**TASK DESCRIPTION:**
Give every line of the items below as a Markdown table with the columns "Row" and "Item line," numbering the rows and skipping any blank lines. Leave the pictures out of the answer.

**SUPPLIED DATA:**
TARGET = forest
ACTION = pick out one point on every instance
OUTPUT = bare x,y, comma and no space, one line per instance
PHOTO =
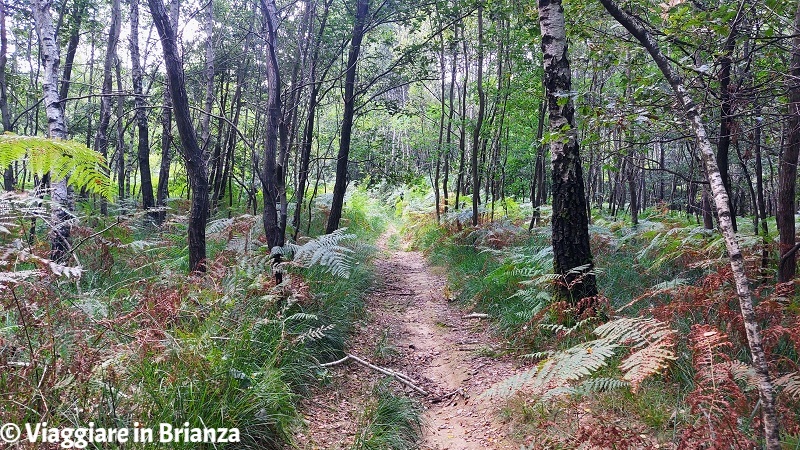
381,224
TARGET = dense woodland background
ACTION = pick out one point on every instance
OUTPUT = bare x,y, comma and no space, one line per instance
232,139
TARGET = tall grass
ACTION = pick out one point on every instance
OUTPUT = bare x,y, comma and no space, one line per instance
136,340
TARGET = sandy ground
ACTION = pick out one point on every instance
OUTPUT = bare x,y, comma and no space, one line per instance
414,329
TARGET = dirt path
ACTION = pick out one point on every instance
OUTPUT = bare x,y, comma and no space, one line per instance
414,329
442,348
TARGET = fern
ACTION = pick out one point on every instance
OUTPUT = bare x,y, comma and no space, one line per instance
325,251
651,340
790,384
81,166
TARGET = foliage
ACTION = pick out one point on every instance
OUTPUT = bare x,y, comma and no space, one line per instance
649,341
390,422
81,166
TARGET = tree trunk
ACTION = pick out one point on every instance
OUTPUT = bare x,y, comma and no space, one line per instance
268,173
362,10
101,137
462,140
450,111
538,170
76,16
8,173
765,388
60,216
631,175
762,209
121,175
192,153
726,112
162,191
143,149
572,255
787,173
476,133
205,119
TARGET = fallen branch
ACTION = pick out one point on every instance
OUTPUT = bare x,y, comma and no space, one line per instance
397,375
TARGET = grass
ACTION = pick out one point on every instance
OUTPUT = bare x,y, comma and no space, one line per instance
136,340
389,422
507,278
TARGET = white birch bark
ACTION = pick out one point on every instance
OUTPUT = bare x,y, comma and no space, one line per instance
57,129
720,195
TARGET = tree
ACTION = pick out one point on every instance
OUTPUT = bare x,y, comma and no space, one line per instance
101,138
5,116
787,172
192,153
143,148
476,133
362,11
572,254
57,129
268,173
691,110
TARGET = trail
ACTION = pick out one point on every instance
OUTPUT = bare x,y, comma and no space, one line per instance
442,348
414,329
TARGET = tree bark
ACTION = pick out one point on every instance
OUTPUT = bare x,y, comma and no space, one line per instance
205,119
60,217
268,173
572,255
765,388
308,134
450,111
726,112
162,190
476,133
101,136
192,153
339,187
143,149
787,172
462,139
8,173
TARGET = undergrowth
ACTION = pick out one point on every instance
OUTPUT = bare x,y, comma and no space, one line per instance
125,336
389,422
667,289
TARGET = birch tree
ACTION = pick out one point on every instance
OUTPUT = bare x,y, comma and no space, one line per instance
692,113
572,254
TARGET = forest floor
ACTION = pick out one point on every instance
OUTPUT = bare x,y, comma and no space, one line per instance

**WRITTEN ANSWER:**
| Row | Item line |
|---|---|
| 1 | TARGET = forest |
| 2 | ACTION = pick out one point on every instance |
| 3 | OUTPUT = bare x,y, comma and no space, one line per instance |
| 4 | PHOTO = |
| 5 | 381,224 |
| 6 | TARGET = dense woodland background |
| 7 | ACTION = pick out one point on every instance |
| 8 | OUTPUT = bare x,y, comma and no space, one line per instance |
| 9 | 232,139 |
| 10 | TARGET = tall grass |
| 11 | ACTION = pick out one point on every instance |
| 12 | OUTPUT = bare x,y, comma and no space, one line per instance |
| 13 | 136,340 |
| 14 | TARGET = sandy ground |
| 15 | ACTION = pick out one point on every instance |
| 16 | OUTPUT = bare x,y, comma and no space, one line per instance |
| 17 | 414,329 |
| 18 | TARGET = dirt path |
| 19 | ACTION = pick out one point on every instance |
| 20 | OUTPUT = bare x,y, comma and no space, one line per instance |
| 21 | 414,329 |
| 22 | 442,348 |
| 23 | TARGET = fern |
| 24 | ACTION = pick out one point on every instance |
| 25 | OUTPUT = bare x,y, comma and no space, one line per instance |
| 26 | 325,251 |
| 27 | 651,340 |
| 28 | 790,384 |
| 29 | 81,166 |
| 30 | TARGET = foliage |
| 31 | ACTION = pick out one point on every instance |
| 32 | OUTPUT = bare x,y, comma and no space, one line per instance |
| 33 | 649,341 |
| 34 | 390,422 |
| 35 | 81,166 |
| 36 | TARGET = tree trunk |
| 37 | ACTION = pick out one point on every instance |
| 38 | OUTPUT = bare x,y, comma and no space, one line per instance |
| 39 | 268,173 |
| 40 | 362,10 |
| 41 | 101,137 |
| 42 | 462,140 |
| 43 | 450,111 |
| 44 | 538,170 |
| 45 | 76,16 |
| 46 | 8,173 |
| 47 | 765,388 |
| 48 | 60,216 |
| 49 | 631,175 |
| 50 | 762,209 |
| 51 | 121,175 |
| 52 | 192,153 |
| 53 | 726,112 |
| 54 | 162,191 |
| 55 | 143,149 |
| 56 | 572,255 |
| 57 | 787,173 |
| 58 | 476,133 |
| 59 | 205,119 |
| 60 | TARGET = fallen branch |
| 61 | ACTION = pick out one point on every instance |
| 62 | OUTPUT = bare x,y, comma and no space, one line per instance |
| 63 | 397,375 |
| 64 | TARGET = grass |
| 65 | ACTION = pick out one point on every instance |
| 66 | OUTPUT = bare x,y, comma and no space, one line per instance |
| 67 | 136,340 |
| 68 | 389,422 |
| 69 | 507,278 |
| 70 | TARGET = white birch bark |
| 71 | ACTION = pick out one point on every instance |
| 72 | OUTPUT = bare x,y, comma and no space, one line per instance |
| 73 | 57,129 |
| 74 | 720,195 |
| 75 | TARGET = tree |
| 76 | ACTION = pick out one point on every instance |
| 77 | OUTPUT = bare x,y, comma and no space, one line per instance |
| 78 | 101,138 |
| 79 | 5,116 |
| 80 | 787,172 |
| 81 | 192,153 |
| 82 | 143,148 |
| 83 | 476,133 |
| 84 | 362,11 |
| 85 | 572,254 |
| 86 | 57,129 |
| 87 | 268,173 |
| 88 | 691,110 |
| 89 | TARGET = trail |
| 90 | ACTION = pick out one point on every instance |
| 91 | OUTPUT = bare x,y, comma and no space, one line per instance |
| 92 | 442,348 |
| 93 | 414,329 |
| 94 | TARGET = tree bark |
| 95 | ACTION = pick out one point on every instance |
| 96 | OUTPUT = bare x,y, comma and no space, one line per instance |
| 97 | 205,119 |
| 98 | 60,217 |
| 99 | 268,173 |
| 100 | 572,255 |
| 101 | 765,388 |
| 102 | 308,134 |
| 103 | 450,111 |
| 104 | 726,112 |
| 105 | 162,190 |
| 106 | 476,133 |
| 107 | 101,136 |
| 108 | 192,153 |
| 109 | 339,187 |
| 110 | 143,149 |
| 111 | 787,172 |
| 112 | 462,139 |
| 113 | 8,173 |
| 114 | TARGET = undergrowth |
| 115 | ACTION = pick out one point on every instance |
| 116 | OUTPUT = bare x,y, comma and no space, one line per instance |
| 117 | 125,336 |
| 118 | 389,422 |
| 119 | 667,289 |
| 120 | TARGET = birch tree |
| 121 | ACTION = pick out one point on every instance |
| 122 | OUTPUT = bare x,y, comma and no space, one line per instance |
| 123 | 692,113 |
| 124 | 572,254 |
| 125 | TARGET = forest floor |
| 126 | ACTION = pick out one point on every instance |
| 127 | OUTPUT = bare x,y, comma and no space, one line per instance |